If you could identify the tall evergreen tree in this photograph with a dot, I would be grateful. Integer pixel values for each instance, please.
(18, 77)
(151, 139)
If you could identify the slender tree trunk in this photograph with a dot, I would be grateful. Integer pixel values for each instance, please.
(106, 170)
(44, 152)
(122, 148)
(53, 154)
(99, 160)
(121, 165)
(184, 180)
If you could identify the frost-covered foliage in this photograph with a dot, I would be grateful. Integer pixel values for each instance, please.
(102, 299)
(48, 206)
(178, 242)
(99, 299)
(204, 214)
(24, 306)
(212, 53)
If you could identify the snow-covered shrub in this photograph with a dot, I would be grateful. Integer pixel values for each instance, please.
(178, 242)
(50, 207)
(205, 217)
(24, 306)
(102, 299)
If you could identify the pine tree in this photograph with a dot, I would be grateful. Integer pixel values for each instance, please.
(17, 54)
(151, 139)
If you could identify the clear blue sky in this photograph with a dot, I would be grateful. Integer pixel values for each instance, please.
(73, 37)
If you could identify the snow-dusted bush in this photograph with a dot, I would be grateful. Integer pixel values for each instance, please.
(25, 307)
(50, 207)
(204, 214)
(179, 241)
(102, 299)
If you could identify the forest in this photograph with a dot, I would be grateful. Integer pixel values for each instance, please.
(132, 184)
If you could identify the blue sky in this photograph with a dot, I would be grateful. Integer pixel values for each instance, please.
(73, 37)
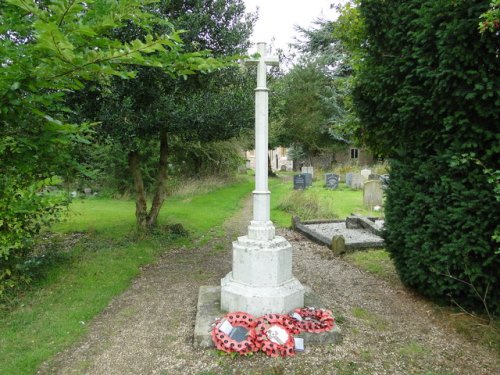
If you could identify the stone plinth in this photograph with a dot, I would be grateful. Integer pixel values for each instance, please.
(261, 281)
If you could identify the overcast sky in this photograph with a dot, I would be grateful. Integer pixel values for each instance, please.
(277, 18)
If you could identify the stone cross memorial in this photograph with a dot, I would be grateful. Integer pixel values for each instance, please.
(261, 281)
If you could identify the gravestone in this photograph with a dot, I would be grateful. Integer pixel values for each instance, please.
(299, 182)
(308, 179)
(348, 179)
(308, 170)
(338, 245)
(356, 181)
(365, 173)
(261, 280)
(332, 180)
(385, 181)
(372, 193)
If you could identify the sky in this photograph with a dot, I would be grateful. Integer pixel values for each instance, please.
(277, 18)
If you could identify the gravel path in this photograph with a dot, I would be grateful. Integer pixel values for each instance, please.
(387, 330)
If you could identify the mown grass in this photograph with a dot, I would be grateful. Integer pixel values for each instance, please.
(474, 328)
(54, 313)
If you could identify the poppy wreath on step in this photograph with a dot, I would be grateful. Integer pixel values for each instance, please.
(225, 343)
(272, 344)
(314, 320)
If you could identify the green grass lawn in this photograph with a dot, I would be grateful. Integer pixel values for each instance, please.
(54, 313)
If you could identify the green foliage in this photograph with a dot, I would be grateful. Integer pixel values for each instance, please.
(182, 112)
(48, 49)
(490, 20)
(311, 105)
(427, 95)
(305, 108)
(217, 158)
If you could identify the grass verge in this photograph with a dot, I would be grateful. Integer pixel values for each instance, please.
(53, 314)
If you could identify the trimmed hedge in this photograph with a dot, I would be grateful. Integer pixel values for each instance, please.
(428, 97)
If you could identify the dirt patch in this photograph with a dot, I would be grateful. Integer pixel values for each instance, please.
(386, 329)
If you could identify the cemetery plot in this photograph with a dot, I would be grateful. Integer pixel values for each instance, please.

(TASK GOAL): Copy the listing above exactly, minus the pictures.

(YOUR RESPONSE):
If you could identify the tall evergreen tree in this photograph with a dot, I would be grateful. Integer pixel values for each instance, please.
(18, 77)
(151, 139)
If you could identify the slender tree trunk in this photograph with a dot, I would be grateful. Integer pixel values for each instance, please.
(106, 170)
(44, 152)
(122, 148)
(53, 154)
(99, 160)
(121, 165)
(184, 180)
If you could identify the frost-covered foliage in this photograph with a dot, I would be grateful. Integer pixel values for each instance, please.
(102, 299)
(48, 206)
(178, 242)
(99, 299)
(204, 214)
(24, 306)
(212, 53)
If you could identify the snow-covered shrub in this photograph with a dot, I would be grateful. Integer pixel values for each instance, please.
(178, 242)
(50, 207)
(205, 217)
(24, 306)
(102, 299)
If you could identify the pine tree in this photograph with a dot, I would be grateful. Integer pixel values for each instance, please.
(17, 54)
(151, 139)
If you could identify the clear blue sky in this photograph with a dot, I would be grateful. Integer pixel values for each instance, please.
(73, 37)
If you could identify the snow-dusted bush in this photograph with a dot, I would be grateful. Integer pixel values for each instance, please.
(25, 307)
(50, 207)
(204, 214)
(179, 241)
(102, 299)
If you could identify the forest in this photograph with a dot, I would be grateful. Integer pixel values for each instance, please.
(132, 184)
If you could identify the blue sky in this photograph with a dot, I would be grateful. Integer pixel values for each instance, please.
(73, 37)
If you could identify the stone plinth in this photograph with a dot, I would be grateful. Integer pixel values for each instance, please.
(261, 281)
If you could identify the overcast sky in this photograph with a dot, I would be grateful. Integer pixel values for each instance, please.
(277, 18)
If you could identify the stone cross memorial in this photograph with a dot, I would be grateful. Integer pixel values for each instance, please.
(261, 281)
If you could identify the gravestone in this photograph with a dot, I would be grateful. Integer pixel values for each instance, please.
(299, 182)
(308, 179)
(348, 179)
(308, 170)
(338, 245)
(356, 181)
(365, 173)
(261, 280)
(332, 180)
(385, 181)
(372, 193)
If you could identify the sky in this photograph with a dot, I would be grateful. Integer pixel values for each instance, please.
(277, 18)
If you could identify the gravel path in this photograph with a dot, I would be grateful. Integer pixel values for each instance, please.
(387, 330)
If you could identify the mown grass in this photograph with a dot, I would be grateful. Integer pixel values for each instance, please.
(474, 328)
(54, 313)
If you could identify the poppy wreath on step in this photograph with a dot, I would be grateful. Integer pixel values for each instance, please.
(225, 343)
(272, 344)
(314, 320)
If you could identify the green grass lawn in this photograph with a dot, I would be grateful. Integer pixel values for each instance, please.
(54, 313)
If you could identify the green foliage in this photograph with a dot, I would be grateful. Integer pixel values for each instance, please.
(182, 112)
(48, 49)
(490, 20)
(311, 105)
(427, 95)
(305, 108)
(217, 158)
If you could identify the grass verge in this photograph with a dot, I would be grateful. Integer pixel values for each instance, please.
(53, 314)
If you could identify the trimmed hedge in this photograph with a dot, I would be grateful. Integer pixel values for each instance, please.
(428, 97)
If you could identify the dirt patch in this photograph with a dot, I would be grateful. Integer pixel values for each instance, please.
(386, 329)
If you could identify the cemetery plot in this photograph with a dot, I would be grateful. Integer pixel values for each instance, please.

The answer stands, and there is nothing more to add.